SUPPLIED RECORDS start

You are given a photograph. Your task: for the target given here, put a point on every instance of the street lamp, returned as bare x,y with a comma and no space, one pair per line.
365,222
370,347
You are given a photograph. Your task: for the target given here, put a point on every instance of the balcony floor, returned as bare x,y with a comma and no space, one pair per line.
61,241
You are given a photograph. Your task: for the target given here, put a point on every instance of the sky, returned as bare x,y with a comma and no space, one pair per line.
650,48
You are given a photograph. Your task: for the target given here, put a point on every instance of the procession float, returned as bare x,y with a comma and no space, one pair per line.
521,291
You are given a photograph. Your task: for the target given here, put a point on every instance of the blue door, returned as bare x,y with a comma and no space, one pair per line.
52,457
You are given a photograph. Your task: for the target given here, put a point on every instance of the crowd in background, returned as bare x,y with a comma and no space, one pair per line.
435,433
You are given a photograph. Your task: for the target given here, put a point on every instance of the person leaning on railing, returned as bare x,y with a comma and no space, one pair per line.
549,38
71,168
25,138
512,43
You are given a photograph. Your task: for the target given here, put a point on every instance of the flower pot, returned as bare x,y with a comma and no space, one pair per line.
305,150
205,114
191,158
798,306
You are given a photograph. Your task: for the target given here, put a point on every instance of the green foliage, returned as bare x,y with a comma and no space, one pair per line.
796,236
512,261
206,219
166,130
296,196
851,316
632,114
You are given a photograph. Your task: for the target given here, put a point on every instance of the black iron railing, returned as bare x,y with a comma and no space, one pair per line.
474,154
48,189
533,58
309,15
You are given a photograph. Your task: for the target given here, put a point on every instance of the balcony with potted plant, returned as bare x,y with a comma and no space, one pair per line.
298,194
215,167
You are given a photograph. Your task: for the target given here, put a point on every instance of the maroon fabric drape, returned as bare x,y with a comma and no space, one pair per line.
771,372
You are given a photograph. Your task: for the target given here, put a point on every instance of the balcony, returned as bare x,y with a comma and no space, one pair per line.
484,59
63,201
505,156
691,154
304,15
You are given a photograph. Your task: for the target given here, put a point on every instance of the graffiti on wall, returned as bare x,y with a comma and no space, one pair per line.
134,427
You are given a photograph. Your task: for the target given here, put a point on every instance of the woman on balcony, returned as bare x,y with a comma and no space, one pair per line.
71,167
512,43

SUPPLIED RECORDS end

| WHAT IS BEING ASKED |
Starting at the line that contains "of the flower" and ending at the end of the entries, write out every line again, requests included, with each point coordinate in the answers multiplied by 0.3 and rounded to a whole number, halves up.

| RESULT FOR THIS TASK |
You are given a photograph. Your task: for the target given here, put a point on every instance of the flower pot, returned as bare x,y with a comma and no space, one pair per line.
92,45
62,34
57,47
239,92
You are given a photograph. Your task: for the target given here, put a point on every instance of the green foliage, returned as bare x,y with a comma and no space, one pair per line.
239,71
154,78
62,66
50,39
89,59
255,95
190,34
You are given a photograph. Your task: for the target given here, put a point on every instance of the black iron railing, returned as bare x,y with a comma and no space, one pair per line.
142,46
14,57
160,17
93,5
You are given a photograph. Your task: for the target given here, put a point on every instance of the balcony with potted plant, returned as bare x,y with a comma and no space, one pair per line.
89,58
65,50
You are given a photograph. Your task: for the target given here, put a point on every instance of the maroon fabric drape, returned as bare x,y with a comma and no space, one pair per line.
231,112
You are given a photograph. Your task: for the target given here, put a point on every instance of the balcony, returned as bare x,y with a comma and no space, one pair per line.
145,18
19,60
152,47
207,46
91,5
You are given a photograph. Your task: for the target given here, put a point on every instance of the graffiti on wall, returned as bare x,y with a comma and no space, one pair per line.
40,128
You are given a photograph. Your task: for the target given here, put a point on every instance of the woman on balcony, returned as bare x,y with a comma and no space, one pair per line.
21,50
154,13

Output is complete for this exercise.